◆ WHAT IS ASKED:
1. In the notebook code below, how many mel bands does the MelSpectrogram transform use?
2. Retype the notebook code below from "self.num_channels = num_channels" up to and including "MonoToColor()".

◆ GIVEN PASSAGE:
In [4]:
#DEIVCE + MODEL READY

import torch
import torch.nn as nn
import torchaudio
import sounddevice as sd
import torchvision.transforms as transforms
from torchvision.models import resnet18
from torch.autograd import Variable
from IPython.display import Audio


try:
    # MULTI GPU
    device = torch.device("cuda" if torch.cuda.is_available() else "cpu")
    model = resnet18(pretrained=False)
    num_ftrs = model.fc.in_features
    model.fc = nn.Linear(512, 10)
    model = nn.DataParallel(model)  # Add this line
    model.load_state_dict(torch.load('ResNet18_Best.pth', map_location=device))
    model = model.to(device)
    model = model.eval()

    state_dict = torch.load('ResNet18_Best.pth', map_location=device)
    new_state_dict = {k.replace("module.", ""): v for k, v in state_dict.items()}
    model.load_state_dict(new_state_dict)

    print("Model successfully loaded. + GPU")
except:
    #One GPU or CPU
    device = torch.device("cuda" if torch.cuda.is_available() else "cpu")
    model = resnet18(pretrained=False)
    num_ftrs = model.fc.in_features
    model.fc = nn.Linear(512, 10)
    try:
        state_dict = torch.load('ResNet18_Best.pth', map_location=device)
        new_state_dict = {k.replace("module.", ""): v for k, v in state_dict.items()}
        model.load_state_dict(new_state_dict)
        model = model.to(device)
        model = model.eval()
        print("Model successfully loaded.+CPU")
    except:
        print("Failed to load the model. Please check the model file.")



SoundAnalysis thread started
Model successfully loaded.+CPU


In [5]:
#Transform

SAMPLE_RATE = 22050

class MonoToColor(nn.Module):
    def __init__(self, num_channels=3):
        super(MonoToColor, self).__init__()
        self.num_channels = num_channels

    def forward(self, tensor):
        return tensor.repeat(self.num_channels, 1, 1)

# Apply the same transformation as used during training
transformation = transforms.Compose([
    torchaudio.transforms.MelSpectrogram(sample_rate=SAMPLE_RATE, n_mels=128),
    torchaudio.transforms.AmplitudeToDB(stype='power', top_db=80),
    MonoToColor()
])

Dataset items:

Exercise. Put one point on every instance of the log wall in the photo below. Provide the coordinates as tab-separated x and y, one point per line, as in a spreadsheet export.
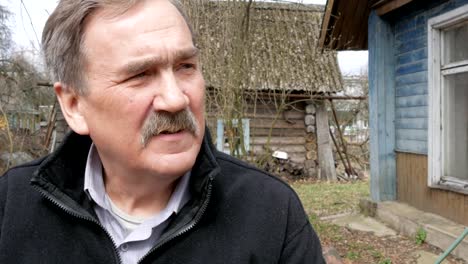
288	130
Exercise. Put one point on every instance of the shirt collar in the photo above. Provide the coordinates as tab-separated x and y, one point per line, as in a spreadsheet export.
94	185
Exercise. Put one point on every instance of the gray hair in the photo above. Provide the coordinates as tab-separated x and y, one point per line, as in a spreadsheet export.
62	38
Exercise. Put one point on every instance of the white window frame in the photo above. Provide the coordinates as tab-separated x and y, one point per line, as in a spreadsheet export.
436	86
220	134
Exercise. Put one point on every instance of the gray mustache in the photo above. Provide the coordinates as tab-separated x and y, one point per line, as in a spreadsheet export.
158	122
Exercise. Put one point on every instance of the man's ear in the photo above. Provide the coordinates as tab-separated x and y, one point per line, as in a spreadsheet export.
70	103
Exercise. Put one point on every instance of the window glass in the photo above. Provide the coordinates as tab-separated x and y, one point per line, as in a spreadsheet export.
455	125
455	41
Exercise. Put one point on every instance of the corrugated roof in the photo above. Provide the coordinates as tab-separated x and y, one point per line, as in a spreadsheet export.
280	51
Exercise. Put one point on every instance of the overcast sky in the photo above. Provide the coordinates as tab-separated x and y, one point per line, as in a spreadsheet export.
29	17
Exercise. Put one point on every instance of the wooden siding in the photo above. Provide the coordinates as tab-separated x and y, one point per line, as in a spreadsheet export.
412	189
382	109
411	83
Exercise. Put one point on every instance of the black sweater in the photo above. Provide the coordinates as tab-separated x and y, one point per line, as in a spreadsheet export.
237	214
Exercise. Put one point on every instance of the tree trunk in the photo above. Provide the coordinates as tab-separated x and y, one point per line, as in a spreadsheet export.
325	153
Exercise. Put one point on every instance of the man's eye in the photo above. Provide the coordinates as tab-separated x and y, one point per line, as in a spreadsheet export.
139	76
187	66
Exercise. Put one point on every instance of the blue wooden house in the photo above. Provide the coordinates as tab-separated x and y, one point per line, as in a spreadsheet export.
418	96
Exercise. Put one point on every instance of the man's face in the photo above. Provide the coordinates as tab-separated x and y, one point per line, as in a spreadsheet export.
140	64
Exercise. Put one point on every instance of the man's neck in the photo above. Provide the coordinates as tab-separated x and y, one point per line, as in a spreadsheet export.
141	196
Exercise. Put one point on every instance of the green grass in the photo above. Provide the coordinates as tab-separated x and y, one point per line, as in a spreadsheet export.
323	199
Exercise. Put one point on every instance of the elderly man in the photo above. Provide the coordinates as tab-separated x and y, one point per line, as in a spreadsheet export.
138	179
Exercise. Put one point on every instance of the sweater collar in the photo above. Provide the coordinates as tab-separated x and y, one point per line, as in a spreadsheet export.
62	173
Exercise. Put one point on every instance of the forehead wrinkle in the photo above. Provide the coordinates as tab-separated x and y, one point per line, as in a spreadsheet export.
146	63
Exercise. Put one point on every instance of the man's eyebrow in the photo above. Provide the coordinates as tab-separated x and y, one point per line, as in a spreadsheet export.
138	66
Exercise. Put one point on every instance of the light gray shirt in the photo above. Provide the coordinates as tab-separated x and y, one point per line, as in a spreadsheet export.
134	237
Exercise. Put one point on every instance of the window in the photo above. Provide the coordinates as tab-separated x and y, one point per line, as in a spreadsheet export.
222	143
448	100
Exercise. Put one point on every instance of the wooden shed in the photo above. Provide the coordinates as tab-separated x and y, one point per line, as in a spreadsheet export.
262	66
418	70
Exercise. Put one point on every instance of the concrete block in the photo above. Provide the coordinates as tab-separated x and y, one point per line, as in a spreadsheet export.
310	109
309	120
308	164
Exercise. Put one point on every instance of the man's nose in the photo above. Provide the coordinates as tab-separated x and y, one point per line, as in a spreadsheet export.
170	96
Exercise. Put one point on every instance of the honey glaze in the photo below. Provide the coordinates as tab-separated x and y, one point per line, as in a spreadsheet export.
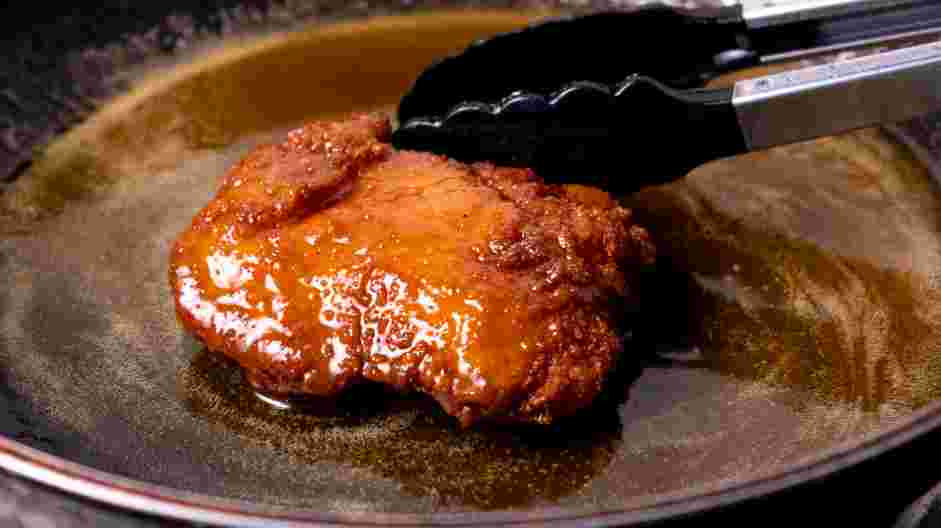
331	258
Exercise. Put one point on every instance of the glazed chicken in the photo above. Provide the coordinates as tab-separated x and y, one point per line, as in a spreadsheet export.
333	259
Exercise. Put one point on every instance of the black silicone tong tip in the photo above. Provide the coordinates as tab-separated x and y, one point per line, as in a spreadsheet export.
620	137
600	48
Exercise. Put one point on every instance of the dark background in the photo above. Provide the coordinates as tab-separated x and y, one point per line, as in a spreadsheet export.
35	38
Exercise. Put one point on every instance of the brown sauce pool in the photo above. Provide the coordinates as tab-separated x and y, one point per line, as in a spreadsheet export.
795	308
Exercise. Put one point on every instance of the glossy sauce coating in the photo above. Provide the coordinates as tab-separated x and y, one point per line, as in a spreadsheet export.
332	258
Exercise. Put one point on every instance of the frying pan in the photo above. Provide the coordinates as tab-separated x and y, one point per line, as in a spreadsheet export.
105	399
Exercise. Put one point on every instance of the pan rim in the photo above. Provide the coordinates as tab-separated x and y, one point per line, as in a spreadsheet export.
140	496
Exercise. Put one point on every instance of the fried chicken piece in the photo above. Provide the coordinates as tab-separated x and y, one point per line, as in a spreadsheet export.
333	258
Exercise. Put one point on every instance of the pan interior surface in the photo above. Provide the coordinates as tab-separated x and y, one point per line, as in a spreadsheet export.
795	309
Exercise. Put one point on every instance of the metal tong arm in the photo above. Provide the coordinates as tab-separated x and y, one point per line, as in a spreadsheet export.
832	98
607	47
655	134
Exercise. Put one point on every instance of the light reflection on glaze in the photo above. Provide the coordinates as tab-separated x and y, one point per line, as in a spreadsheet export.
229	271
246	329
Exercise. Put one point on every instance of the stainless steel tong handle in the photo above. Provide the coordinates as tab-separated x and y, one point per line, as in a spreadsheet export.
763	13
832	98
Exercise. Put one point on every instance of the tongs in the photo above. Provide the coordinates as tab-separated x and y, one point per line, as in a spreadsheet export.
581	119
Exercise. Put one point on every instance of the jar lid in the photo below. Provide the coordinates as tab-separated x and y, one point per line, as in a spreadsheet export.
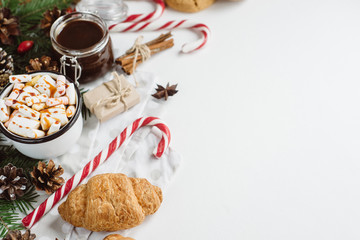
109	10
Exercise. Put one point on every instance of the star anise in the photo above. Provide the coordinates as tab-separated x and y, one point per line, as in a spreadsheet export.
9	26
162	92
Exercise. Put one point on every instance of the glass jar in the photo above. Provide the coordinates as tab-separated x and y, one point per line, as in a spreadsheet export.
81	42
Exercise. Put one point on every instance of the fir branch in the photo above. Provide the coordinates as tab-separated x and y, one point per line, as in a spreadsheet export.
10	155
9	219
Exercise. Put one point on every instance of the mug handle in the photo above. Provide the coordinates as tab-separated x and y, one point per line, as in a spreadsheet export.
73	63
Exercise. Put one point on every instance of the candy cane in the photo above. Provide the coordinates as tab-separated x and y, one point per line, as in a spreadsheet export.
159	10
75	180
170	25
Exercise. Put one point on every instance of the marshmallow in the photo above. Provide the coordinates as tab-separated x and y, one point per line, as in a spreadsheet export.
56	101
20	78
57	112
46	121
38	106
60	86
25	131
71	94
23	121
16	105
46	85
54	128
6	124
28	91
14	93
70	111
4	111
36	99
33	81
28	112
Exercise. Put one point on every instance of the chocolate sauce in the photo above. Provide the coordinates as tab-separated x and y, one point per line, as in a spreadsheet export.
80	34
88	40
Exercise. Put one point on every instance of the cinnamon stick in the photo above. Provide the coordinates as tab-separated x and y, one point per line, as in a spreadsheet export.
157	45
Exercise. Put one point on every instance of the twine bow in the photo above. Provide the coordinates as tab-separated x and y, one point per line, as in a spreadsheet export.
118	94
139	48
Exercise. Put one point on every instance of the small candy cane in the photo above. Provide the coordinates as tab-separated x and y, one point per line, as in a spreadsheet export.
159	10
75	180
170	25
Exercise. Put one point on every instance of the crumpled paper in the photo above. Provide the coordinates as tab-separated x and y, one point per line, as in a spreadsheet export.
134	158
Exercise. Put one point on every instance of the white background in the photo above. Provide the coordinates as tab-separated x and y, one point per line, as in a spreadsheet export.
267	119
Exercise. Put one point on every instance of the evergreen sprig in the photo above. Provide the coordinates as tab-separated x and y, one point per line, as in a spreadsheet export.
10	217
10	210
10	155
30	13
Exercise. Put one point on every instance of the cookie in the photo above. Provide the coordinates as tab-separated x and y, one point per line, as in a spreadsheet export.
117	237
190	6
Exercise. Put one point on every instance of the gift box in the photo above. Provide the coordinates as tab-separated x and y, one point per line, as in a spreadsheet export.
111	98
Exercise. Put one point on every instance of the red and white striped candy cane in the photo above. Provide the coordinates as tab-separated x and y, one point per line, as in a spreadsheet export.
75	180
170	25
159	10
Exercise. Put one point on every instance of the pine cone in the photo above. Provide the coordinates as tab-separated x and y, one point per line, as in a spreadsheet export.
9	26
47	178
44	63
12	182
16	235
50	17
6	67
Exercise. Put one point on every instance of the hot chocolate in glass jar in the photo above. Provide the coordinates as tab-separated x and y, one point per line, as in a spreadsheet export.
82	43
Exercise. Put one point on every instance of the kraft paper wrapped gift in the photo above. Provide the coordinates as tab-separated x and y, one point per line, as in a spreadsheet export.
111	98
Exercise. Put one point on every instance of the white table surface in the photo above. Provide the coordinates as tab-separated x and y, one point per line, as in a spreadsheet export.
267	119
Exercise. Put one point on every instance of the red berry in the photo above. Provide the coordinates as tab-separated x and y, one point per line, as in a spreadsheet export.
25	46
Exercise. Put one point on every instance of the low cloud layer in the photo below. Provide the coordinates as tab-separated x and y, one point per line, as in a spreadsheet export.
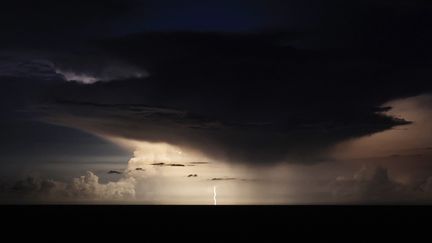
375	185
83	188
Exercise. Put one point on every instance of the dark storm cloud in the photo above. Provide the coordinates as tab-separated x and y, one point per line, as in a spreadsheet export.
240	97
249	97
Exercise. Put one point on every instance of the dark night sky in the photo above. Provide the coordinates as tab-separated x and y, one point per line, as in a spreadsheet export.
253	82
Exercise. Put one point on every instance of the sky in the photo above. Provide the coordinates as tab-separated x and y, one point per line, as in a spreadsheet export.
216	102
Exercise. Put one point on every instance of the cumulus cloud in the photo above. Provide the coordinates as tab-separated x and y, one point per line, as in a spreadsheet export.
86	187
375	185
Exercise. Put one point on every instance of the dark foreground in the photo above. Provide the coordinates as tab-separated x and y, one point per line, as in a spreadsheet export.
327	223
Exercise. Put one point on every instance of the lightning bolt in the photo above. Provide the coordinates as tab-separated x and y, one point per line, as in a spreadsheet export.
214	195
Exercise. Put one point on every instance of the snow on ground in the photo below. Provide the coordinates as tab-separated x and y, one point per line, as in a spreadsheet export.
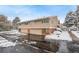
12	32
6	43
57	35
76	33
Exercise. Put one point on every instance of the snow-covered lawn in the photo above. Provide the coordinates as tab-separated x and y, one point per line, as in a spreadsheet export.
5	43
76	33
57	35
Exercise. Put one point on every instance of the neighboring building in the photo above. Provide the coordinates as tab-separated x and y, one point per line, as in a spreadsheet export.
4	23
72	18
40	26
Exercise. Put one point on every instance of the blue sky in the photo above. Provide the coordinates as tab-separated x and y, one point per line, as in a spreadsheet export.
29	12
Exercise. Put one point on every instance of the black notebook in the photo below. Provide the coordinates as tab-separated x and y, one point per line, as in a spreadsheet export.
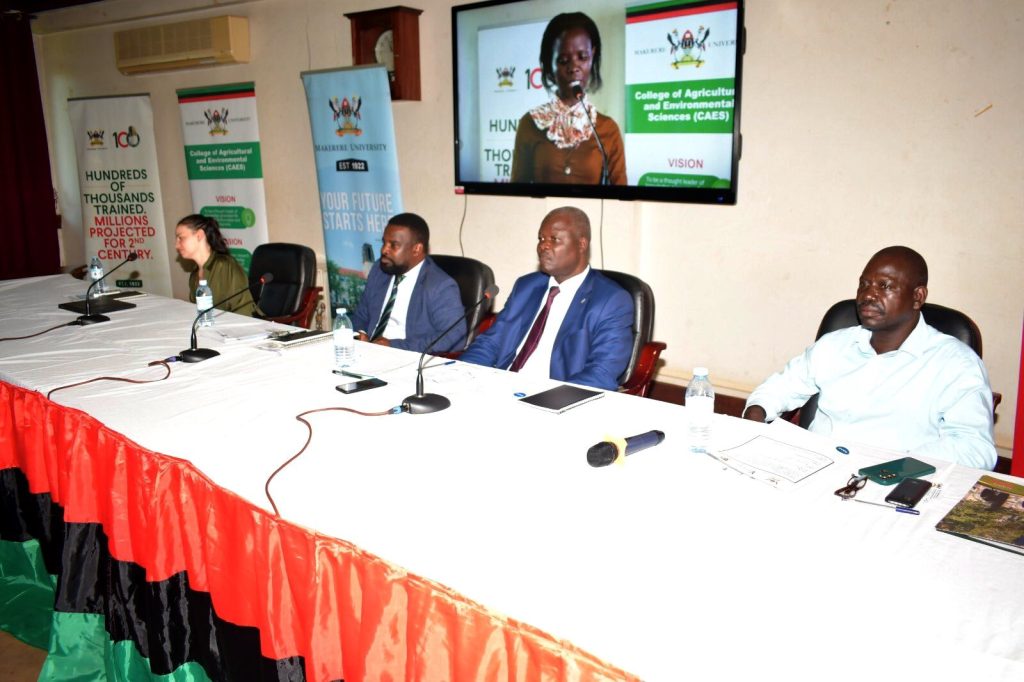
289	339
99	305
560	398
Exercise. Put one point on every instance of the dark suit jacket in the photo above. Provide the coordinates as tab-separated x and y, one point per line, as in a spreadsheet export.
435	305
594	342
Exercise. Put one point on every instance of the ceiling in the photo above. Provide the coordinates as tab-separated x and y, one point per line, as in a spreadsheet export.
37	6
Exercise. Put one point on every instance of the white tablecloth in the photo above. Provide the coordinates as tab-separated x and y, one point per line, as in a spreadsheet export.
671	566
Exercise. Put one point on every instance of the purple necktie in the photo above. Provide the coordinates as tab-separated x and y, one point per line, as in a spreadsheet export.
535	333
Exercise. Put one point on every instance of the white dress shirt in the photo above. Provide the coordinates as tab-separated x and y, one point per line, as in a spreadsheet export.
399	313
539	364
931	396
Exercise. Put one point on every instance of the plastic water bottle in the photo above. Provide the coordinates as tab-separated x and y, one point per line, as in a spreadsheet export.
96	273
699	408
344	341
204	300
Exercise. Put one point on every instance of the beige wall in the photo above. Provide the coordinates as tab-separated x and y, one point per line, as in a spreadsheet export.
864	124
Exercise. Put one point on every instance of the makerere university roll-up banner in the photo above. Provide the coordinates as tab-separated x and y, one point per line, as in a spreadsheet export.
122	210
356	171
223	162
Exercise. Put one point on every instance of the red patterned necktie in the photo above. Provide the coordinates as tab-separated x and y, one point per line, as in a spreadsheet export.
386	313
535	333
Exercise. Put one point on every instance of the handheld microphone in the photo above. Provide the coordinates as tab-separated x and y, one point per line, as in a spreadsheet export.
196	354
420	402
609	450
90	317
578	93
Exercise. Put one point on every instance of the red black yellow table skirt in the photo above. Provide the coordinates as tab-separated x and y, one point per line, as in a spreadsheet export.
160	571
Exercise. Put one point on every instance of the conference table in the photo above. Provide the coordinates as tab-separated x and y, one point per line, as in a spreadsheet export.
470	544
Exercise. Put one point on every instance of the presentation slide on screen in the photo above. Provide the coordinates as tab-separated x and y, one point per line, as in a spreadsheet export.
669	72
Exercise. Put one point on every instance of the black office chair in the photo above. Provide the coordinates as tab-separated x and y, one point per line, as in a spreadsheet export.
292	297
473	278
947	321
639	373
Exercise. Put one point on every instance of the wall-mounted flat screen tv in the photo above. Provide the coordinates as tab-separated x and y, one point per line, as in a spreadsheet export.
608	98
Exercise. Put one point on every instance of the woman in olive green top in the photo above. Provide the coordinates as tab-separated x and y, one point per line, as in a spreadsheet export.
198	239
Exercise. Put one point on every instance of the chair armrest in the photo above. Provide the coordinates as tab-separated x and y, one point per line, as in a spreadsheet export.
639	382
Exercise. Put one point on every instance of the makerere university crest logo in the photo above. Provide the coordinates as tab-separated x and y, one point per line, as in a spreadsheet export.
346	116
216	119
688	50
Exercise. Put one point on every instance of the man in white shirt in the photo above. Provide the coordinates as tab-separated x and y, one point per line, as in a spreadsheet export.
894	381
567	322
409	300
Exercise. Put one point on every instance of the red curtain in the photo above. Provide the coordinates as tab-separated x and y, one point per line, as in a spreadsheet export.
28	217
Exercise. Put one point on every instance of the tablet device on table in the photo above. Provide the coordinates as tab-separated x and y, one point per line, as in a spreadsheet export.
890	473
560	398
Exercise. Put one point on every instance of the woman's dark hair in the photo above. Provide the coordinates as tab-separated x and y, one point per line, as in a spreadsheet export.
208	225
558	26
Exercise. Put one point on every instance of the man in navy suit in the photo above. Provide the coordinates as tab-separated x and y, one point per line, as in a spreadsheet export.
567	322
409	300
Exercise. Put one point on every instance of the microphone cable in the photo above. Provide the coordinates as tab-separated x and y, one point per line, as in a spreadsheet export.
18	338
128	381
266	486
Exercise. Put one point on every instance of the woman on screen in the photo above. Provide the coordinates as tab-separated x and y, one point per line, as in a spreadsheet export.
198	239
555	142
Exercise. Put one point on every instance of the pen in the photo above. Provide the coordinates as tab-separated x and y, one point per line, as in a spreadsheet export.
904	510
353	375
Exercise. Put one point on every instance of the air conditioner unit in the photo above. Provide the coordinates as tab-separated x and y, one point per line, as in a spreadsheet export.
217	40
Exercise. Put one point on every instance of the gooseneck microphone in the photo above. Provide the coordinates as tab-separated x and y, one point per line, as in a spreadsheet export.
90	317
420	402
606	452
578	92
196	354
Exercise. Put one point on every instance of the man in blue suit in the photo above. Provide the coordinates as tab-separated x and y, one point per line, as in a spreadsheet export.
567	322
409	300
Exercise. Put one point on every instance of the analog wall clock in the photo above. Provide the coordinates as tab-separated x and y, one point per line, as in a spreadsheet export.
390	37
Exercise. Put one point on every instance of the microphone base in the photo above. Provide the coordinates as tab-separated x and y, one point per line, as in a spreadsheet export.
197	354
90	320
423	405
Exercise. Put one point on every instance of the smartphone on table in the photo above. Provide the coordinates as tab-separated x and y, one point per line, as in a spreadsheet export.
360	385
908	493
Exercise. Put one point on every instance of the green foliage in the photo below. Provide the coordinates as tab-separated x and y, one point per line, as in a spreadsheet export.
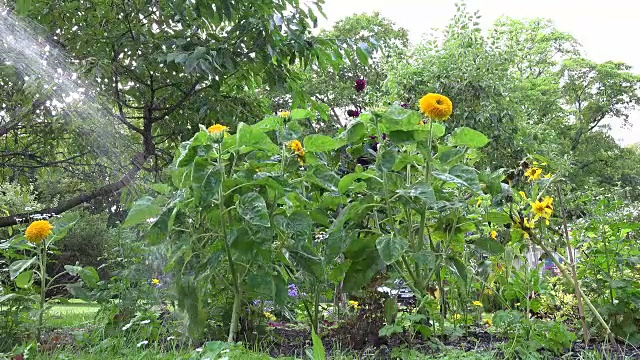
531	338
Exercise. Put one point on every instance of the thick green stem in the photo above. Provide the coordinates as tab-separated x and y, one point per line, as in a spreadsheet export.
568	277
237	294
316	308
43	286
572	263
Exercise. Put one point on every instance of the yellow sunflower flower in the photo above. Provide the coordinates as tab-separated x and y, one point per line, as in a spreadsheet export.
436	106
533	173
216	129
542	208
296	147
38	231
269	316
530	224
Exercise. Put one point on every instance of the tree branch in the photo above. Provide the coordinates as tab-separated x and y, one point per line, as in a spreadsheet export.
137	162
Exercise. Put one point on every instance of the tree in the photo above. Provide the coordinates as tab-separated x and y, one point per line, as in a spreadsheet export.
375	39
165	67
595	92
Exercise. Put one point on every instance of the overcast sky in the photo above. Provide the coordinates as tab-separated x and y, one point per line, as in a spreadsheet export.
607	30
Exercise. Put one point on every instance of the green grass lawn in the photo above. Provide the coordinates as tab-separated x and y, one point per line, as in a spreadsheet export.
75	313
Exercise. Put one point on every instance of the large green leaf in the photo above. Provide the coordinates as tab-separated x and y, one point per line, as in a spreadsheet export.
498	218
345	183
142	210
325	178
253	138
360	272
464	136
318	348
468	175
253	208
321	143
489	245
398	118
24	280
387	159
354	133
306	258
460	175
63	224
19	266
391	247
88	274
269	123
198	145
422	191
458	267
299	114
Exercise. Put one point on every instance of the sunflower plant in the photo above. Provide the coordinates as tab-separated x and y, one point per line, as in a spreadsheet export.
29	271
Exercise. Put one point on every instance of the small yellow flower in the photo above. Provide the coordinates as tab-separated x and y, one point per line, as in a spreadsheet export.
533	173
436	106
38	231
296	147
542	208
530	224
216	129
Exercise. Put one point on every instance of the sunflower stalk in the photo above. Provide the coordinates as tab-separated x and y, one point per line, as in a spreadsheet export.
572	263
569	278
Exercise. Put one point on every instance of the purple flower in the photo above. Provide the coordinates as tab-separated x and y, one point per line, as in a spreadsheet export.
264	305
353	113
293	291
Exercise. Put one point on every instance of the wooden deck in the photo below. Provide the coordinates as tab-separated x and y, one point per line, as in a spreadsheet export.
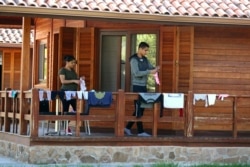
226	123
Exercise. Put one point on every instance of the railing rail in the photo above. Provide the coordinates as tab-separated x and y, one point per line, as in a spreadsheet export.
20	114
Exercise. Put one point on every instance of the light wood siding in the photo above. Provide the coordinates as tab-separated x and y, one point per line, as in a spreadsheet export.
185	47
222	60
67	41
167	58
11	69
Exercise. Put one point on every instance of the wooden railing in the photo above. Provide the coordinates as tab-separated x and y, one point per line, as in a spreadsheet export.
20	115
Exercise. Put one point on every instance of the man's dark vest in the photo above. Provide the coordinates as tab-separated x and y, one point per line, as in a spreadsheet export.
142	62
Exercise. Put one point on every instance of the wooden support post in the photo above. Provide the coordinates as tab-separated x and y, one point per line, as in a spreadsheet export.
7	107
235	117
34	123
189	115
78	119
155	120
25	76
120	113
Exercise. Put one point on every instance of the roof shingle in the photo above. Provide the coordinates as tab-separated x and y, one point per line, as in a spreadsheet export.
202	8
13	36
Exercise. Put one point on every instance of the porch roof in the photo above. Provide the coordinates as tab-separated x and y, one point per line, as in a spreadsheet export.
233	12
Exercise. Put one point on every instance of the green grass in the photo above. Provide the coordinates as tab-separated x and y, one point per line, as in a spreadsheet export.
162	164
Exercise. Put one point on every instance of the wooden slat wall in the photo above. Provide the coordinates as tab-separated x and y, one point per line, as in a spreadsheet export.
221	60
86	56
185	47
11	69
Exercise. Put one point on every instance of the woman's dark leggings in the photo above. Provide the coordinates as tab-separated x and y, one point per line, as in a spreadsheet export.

◆ RESULTS BY TASK:
1. 128

2.
self.num_channels = num_channels

    def forward(self, tensor):
        return tensor.repeat(self.num_channels, 1, 1)

# Apply the same transformation as used during training
transformation = transforms.Compose([
    torchaudio.transforms.MelSpectrogram(sample_rate=SAMPLE_RATE, n_mels=128),
    torchaudio.transforms.AmplitudeToDB(stype='power', top_db=80),
    MonoToColor()